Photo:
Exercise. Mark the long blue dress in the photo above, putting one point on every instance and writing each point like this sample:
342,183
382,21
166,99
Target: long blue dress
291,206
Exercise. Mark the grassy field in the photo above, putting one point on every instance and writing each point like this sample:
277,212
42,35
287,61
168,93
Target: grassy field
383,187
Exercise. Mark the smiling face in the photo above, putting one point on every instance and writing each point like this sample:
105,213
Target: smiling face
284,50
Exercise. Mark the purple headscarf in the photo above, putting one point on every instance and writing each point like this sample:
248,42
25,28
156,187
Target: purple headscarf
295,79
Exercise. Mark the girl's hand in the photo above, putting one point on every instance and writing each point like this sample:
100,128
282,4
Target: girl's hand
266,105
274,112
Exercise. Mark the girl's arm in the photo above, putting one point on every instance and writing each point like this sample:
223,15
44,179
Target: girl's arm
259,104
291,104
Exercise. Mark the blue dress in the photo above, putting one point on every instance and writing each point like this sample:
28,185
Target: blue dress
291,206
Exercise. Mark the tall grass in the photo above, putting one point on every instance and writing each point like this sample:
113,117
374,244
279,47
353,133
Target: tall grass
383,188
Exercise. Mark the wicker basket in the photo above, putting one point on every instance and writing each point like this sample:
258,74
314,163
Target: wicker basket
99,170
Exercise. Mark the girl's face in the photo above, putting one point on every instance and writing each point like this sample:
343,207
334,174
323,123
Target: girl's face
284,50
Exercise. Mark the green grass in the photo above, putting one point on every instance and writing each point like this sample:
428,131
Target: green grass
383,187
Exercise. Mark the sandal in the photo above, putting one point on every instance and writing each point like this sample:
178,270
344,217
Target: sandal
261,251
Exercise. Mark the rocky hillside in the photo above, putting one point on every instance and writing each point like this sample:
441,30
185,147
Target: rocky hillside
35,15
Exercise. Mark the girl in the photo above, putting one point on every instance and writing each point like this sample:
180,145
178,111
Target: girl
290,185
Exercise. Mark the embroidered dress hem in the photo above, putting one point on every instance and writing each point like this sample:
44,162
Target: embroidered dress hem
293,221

# # # #

Print every record above exactly as it appears.

▶ Output
Photo:
Exercise. Mark the long blue dress in the photo above, putting one point on every instance and writing each point like this sample:
342,183
382,21
166,99
Target: long blue dress
291,206
Exercise. Mark the grassy field in the photo above, putting one point on every instance and writing each point like this sample:
277,212
42,35
287,61
168,93
Target: grassy field
383,187
Exercise. Mark the smiling face in the photo above, putting one point on every instance and writing each point like this sample:
105,213
Target: smiling face
284,50
Exercise. Mark the purple headscarf in the photo above, putting one point on every instance and writing each point like this sample:
248,42
25,28
156,187
Target: purple headscarf
295,79
Exercise. Mark the girl's hand in the photo above, putting one point on every instance and writing each point like this sample:
100,128
282,4
Target: girl's hand
266,105
274,112
Exercise. Mark the girl's arm in the photo above, putting one point on every instance and writing each point like this sample:
223,15
44,179
Target: girl's arm
259,104
291,104
Exercise. Mark the blue dress in the photo above, putting one point on every instance and writing each point like this sample:
28,185
Target: blue dress
291,206
Exercise. Mark the tall grass in the photo above, putting one point on every instance and writing each point like this sample:
113,117
374,244
279,47
353,133
Target: tall grass
383,188
Exercise. Mark the wicker basket in the photo above, putting one point on every instance and writing each point like this sample:
258,74
314,163
Target: wicker basket
99,170
Exercise. Mark the girl's face in the photo above, putting one point on every instance and writing each point like this sample:
343,207
334,174
323,123
Target: girl's face
284,50
Exercise. Mark the green grass in the photo above, putting one point on every instance and writing each point like this sample:
428,131
Target: green grass
383,187
Exercise. Mark the sandal in the photo above, putting one point on every instance and writing each point like this sample:
178,270
344,217
Target: sandal
261,251
Exercise. Mark the rocky hillside in the photo above, putting one point on every instance and writing each point like this sample:
441,30
185,147
Target: rocky hillside
35,15
Exercise. Mark the girl in the photo above, putting one point on every instance and writing each point like this sample:
180,145
178,111
Target: girl
290,185
Exercise. Mark the embroidered dress hem in the photo above, putting one point on every instance and writing each point like this sample:
44,162
Target: embroidered dress hem
293,221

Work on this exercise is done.